Give back every row below that contains the word "outline", copied unchanged.
+ + + + + + +
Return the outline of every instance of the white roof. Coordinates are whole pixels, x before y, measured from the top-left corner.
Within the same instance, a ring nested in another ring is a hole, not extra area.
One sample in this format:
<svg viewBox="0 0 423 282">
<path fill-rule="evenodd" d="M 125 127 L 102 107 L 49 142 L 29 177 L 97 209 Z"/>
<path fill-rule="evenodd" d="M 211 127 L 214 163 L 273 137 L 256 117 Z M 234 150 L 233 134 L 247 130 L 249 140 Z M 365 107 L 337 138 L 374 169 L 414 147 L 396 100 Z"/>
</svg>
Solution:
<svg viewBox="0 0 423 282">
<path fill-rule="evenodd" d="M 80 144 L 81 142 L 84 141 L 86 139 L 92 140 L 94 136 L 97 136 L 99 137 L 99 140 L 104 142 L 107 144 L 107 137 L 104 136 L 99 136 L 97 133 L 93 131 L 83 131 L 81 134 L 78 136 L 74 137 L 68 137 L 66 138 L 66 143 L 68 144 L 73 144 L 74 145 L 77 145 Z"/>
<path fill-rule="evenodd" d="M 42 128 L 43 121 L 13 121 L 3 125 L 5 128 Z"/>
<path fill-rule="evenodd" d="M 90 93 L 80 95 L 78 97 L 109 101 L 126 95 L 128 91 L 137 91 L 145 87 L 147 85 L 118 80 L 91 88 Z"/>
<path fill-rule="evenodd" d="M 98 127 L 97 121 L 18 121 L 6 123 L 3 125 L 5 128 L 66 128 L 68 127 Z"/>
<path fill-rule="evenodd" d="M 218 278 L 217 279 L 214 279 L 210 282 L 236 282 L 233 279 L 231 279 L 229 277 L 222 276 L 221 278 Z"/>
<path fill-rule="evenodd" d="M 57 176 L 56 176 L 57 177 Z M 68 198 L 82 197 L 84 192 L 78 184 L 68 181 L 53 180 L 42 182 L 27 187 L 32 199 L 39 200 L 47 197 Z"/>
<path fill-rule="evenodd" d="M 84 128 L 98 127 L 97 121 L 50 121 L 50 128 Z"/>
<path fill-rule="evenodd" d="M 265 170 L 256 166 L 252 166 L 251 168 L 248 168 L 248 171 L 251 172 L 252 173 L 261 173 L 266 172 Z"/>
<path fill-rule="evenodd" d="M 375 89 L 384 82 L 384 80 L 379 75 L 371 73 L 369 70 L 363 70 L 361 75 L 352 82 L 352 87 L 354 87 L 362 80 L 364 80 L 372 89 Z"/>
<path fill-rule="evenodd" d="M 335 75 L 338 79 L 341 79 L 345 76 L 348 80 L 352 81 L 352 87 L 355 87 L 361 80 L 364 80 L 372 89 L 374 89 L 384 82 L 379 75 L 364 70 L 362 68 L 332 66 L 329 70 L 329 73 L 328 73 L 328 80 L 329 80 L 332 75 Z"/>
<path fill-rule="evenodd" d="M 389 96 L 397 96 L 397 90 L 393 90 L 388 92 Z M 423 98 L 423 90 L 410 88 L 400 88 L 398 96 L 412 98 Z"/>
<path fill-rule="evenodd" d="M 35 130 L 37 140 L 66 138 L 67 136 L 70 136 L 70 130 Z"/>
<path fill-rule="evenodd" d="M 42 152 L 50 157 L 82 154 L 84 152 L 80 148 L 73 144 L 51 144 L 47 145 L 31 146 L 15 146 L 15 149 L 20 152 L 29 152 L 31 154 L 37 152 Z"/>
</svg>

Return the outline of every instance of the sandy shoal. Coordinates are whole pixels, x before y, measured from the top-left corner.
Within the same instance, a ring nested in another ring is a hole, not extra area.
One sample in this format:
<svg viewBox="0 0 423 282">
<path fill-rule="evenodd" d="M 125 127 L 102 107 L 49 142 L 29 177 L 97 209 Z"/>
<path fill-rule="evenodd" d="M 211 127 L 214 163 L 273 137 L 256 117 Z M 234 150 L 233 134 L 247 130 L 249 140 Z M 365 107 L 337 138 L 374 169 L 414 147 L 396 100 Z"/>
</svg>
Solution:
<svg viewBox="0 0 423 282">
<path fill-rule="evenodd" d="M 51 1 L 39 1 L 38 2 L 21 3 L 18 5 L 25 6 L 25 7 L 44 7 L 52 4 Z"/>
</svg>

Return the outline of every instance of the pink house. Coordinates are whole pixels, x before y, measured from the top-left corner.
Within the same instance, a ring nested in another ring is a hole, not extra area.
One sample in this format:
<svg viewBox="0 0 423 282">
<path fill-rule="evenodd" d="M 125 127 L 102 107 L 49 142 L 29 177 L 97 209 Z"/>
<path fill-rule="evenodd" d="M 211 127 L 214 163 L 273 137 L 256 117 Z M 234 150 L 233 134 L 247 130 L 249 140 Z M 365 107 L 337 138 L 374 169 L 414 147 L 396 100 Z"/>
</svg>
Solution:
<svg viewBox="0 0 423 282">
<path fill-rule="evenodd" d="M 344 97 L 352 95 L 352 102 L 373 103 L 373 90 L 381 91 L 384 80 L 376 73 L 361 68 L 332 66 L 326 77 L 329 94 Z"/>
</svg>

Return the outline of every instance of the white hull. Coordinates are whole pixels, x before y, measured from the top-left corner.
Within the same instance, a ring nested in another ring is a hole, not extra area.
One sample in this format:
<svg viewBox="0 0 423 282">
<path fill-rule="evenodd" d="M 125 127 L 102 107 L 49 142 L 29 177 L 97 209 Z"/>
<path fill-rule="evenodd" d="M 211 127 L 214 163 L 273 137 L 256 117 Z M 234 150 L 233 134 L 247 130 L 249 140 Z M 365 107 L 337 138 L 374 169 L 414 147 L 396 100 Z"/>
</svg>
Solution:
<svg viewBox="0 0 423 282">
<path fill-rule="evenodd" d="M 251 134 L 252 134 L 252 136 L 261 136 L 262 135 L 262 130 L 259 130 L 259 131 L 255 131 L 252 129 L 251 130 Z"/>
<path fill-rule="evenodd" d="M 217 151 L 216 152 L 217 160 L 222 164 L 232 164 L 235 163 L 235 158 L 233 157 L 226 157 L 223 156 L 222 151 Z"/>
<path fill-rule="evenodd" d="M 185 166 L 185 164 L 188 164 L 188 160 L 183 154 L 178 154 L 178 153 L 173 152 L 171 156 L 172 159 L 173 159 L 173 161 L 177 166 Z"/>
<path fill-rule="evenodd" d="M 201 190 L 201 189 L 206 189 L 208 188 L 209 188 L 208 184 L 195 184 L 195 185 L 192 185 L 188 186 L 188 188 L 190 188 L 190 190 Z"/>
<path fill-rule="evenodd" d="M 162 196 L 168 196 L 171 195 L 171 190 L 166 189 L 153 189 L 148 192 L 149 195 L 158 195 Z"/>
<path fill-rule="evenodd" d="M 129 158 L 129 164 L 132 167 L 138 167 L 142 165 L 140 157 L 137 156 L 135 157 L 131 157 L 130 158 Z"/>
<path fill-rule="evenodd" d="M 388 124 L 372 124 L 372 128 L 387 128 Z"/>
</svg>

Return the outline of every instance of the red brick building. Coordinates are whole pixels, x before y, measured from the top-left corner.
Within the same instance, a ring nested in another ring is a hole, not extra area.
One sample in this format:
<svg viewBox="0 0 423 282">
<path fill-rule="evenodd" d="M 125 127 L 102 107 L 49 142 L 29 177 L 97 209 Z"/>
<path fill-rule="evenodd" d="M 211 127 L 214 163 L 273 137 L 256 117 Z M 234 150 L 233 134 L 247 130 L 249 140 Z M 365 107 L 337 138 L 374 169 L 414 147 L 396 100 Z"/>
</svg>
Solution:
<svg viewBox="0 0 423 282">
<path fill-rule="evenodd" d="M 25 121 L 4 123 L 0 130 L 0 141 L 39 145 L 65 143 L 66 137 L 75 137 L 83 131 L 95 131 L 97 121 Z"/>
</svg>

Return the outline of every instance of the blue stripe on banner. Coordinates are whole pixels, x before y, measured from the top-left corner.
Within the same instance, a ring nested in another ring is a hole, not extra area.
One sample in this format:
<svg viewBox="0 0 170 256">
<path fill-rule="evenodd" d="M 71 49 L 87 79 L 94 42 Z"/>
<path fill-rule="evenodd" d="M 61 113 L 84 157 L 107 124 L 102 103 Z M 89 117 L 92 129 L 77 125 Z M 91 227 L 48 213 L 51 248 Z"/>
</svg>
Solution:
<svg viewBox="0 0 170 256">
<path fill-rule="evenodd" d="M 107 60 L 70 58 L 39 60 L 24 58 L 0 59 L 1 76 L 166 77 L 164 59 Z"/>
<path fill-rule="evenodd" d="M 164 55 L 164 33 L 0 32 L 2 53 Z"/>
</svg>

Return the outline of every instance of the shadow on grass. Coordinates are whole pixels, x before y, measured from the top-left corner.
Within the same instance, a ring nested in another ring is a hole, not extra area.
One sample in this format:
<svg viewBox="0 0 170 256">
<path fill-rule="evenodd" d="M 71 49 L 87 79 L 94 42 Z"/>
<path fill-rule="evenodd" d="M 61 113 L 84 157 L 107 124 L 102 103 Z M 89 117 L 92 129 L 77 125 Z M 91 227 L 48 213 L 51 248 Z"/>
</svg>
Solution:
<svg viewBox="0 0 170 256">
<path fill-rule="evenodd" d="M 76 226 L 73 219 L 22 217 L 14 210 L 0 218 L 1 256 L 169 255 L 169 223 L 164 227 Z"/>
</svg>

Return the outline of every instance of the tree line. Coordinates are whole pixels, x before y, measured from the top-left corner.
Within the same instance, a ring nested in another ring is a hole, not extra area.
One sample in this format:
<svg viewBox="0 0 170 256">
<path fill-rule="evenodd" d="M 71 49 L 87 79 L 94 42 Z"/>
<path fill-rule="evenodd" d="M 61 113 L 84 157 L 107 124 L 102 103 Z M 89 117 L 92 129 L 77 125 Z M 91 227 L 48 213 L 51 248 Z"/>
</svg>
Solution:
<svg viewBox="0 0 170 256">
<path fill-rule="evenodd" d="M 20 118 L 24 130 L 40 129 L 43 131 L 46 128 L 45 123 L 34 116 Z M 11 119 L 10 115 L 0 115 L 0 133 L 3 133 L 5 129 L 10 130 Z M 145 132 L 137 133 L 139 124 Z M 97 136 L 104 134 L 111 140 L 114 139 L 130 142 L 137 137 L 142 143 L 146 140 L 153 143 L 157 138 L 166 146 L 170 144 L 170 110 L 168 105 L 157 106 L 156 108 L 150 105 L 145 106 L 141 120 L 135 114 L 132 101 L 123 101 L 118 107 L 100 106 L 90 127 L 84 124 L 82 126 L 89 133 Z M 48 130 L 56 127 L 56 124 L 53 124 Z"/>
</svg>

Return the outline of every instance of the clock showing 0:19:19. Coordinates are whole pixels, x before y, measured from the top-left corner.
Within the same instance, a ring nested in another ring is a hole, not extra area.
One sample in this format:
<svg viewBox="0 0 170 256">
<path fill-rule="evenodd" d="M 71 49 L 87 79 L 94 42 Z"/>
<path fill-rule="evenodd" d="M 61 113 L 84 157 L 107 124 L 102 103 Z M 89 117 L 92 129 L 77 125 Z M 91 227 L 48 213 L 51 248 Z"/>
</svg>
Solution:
+ + + + + + +
### Problem solution
Return the outline of every instance of the white roof. Coordinates are whole pixels, x before y, measured from the top-left corner.
Return the outline of every instance of the sandy shoal. Coordinates are whole pixels, x before y, measured from the top-left corner.
Return the outline of every instance of the pink house. Coordinates are whole pixels, x before y, measured from the top-left corner.
Return the outline of every instance of the white hull. Coordinates are whole pixels, x before y, measured from the top-left corner.
Return the outline of every instance of the red brick building. Coordinates are whole pixels, x before y, measured from the top-left corner.
Return the outline of every instance of the blue stripe on banner. Coordinates are whole pixels, x before y, measured from the top-left corner.
Return the outline of every instance of the shadow on grass. Coordinates are whole pixels, x before y, measured from the top-left corner.
Return the outline of every instance of the tree line. Coordinates are whole pixels, x before y, measured from the top-left corner.
Return the outline of every instance of the clock showing 0:19:19. Coordinates are whole pixels, x before y, measured from the top-left corner.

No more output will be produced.